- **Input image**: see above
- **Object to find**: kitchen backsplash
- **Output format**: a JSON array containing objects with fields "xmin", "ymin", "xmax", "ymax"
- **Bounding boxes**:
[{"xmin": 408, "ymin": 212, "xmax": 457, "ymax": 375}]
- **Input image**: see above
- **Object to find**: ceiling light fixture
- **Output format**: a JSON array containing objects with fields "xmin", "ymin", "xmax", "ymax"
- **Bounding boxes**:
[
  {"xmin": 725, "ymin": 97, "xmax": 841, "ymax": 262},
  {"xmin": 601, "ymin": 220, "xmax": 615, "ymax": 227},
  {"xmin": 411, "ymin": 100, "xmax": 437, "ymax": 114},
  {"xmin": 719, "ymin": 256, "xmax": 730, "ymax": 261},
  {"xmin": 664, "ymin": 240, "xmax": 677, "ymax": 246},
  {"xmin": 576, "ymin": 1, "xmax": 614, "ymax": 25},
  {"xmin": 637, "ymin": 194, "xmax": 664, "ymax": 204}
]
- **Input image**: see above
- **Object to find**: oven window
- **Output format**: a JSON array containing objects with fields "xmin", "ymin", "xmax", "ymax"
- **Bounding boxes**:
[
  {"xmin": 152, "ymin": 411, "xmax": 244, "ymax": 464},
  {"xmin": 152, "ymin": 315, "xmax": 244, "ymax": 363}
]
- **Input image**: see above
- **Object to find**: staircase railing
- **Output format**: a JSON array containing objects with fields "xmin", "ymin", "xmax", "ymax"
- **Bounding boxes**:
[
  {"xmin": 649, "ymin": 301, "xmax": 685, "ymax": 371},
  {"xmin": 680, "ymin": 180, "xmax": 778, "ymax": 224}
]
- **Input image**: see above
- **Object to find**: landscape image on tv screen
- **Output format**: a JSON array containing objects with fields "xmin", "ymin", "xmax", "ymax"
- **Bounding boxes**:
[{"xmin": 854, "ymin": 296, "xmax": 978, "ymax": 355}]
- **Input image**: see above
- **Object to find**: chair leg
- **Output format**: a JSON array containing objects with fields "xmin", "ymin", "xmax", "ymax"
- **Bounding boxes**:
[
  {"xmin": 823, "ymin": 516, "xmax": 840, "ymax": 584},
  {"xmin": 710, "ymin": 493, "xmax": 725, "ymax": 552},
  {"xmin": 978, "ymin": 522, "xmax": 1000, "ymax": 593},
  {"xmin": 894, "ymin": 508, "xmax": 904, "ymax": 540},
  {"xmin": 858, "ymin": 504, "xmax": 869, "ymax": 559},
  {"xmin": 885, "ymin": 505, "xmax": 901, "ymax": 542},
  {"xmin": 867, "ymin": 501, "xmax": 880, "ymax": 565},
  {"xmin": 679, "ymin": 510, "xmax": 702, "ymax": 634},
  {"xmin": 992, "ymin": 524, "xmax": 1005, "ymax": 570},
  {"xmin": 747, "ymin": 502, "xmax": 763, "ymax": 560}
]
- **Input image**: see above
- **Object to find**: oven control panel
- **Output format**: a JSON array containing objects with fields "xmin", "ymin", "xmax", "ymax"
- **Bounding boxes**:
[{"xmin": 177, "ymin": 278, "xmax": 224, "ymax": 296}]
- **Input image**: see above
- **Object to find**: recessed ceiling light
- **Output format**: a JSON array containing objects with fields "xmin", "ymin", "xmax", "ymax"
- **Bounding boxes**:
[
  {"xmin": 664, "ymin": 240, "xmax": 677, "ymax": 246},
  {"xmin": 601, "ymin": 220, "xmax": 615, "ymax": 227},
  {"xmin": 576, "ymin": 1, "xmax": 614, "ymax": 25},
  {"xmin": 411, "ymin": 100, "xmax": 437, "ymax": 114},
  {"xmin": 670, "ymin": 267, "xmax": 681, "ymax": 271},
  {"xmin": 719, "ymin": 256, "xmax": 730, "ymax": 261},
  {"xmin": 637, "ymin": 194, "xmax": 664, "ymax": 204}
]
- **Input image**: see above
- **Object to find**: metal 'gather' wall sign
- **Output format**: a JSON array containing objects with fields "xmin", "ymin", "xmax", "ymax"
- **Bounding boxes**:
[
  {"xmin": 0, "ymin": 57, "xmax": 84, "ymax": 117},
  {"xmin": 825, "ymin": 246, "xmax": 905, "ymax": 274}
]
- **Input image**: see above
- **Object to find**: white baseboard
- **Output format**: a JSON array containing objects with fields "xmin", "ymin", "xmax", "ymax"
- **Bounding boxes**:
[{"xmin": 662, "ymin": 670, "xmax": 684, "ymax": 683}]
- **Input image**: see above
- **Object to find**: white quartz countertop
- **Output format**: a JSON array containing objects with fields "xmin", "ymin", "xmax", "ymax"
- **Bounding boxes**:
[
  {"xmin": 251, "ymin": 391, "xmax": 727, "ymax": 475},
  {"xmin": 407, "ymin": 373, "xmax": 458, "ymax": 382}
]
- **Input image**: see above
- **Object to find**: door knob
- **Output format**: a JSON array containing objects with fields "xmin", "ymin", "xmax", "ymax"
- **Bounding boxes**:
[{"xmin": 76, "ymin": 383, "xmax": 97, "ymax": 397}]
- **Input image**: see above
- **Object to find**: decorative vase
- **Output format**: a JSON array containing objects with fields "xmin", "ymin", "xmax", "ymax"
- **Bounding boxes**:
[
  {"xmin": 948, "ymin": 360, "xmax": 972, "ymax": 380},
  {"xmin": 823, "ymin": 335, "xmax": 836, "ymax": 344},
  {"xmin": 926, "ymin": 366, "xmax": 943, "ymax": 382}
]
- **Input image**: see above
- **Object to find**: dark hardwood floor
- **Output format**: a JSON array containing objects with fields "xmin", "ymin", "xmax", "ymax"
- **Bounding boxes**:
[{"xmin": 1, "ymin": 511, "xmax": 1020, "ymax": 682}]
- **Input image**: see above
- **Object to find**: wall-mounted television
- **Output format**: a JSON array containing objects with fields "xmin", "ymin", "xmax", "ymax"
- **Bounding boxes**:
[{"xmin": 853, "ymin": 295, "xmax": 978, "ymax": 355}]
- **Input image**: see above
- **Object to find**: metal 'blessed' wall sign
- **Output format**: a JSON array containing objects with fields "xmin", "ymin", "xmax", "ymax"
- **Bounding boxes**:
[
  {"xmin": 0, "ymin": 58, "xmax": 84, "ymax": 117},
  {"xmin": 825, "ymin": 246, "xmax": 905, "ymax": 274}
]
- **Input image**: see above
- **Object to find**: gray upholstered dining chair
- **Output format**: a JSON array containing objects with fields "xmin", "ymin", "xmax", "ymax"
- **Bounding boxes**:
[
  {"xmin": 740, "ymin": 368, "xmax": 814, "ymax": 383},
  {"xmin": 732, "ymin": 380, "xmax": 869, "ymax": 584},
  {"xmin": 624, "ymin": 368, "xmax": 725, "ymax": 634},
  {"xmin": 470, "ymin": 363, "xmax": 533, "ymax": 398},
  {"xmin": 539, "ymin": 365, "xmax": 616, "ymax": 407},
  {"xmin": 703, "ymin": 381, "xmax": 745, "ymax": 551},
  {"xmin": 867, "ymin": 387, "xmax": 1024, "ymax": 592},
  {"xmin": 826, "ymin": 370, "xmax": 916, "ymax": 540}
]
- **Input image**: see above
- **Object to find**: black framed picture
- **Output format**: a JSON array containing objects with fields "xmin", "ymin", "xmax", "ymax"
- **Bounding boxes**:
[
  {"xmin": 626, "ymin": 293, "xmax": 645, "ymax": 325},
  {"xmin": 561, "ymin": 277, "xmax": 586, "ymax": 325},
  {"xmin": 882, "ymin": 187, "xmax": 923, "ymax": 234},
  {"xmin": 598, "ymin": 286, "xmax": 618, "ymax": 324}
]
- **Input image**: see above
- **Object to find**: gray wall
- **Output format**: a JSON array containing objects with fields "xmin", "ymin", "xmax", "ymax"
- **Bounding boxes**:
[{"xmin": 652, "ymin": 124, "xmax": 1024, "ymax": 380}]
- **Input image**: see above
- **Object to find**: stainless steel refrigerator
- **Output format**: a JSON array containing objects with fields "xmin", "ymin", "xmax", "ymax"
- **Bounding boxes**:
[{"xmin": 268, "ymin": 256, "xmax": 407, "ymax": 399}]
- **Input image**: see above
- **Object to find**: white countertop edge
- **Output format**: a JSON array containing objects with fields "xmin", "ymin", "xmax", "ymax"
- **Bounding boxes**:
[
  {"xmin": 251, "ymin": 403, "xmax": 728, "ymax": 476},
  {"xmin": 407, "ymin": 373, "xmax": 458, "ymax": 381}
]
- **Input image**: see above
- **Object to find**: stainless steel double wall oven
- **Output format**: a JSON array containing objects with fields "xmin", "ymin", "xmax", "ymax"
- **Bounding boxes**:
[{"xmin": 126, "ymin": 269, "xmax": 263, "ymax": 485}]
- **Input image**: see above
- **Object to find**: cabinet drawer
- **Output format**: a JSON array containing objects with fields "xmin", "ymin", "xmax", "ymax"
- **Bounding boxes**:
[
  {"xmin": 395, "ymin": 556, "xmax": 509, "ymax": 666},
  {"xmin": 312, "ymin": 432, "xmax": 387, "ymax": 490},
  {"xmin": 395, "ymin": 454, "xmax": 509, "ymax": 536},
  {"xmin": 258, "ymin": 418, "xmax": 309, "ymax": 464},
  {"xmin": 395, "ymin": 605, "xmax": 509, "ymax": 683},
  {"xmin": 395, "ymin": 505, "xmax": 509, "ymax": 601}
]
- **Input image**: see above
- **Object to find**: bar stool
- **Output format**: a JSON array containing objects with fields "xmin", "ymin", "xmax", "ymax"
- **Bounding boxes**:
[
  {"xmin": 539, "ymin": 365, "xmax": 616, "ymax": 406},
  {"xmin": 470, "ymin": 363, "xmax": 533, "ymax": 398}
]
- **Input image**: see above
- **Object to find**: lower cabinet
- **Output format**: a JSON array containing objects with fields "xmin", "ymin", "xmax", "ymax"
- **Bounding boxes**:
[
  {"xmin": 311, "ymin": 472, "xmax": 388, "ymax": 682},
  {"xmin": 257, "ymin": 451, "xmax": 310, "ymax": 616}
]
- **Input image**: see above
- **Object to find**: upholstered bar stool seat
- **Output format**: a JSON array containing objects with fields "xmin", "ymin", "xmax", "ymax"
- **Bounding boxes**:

To do:
Whenever "ceiling" occurs in a line of the entries, copy that line.

Result:
- **Object to find**: ceiling light fixture
- **Object to find**: recessed ceiling light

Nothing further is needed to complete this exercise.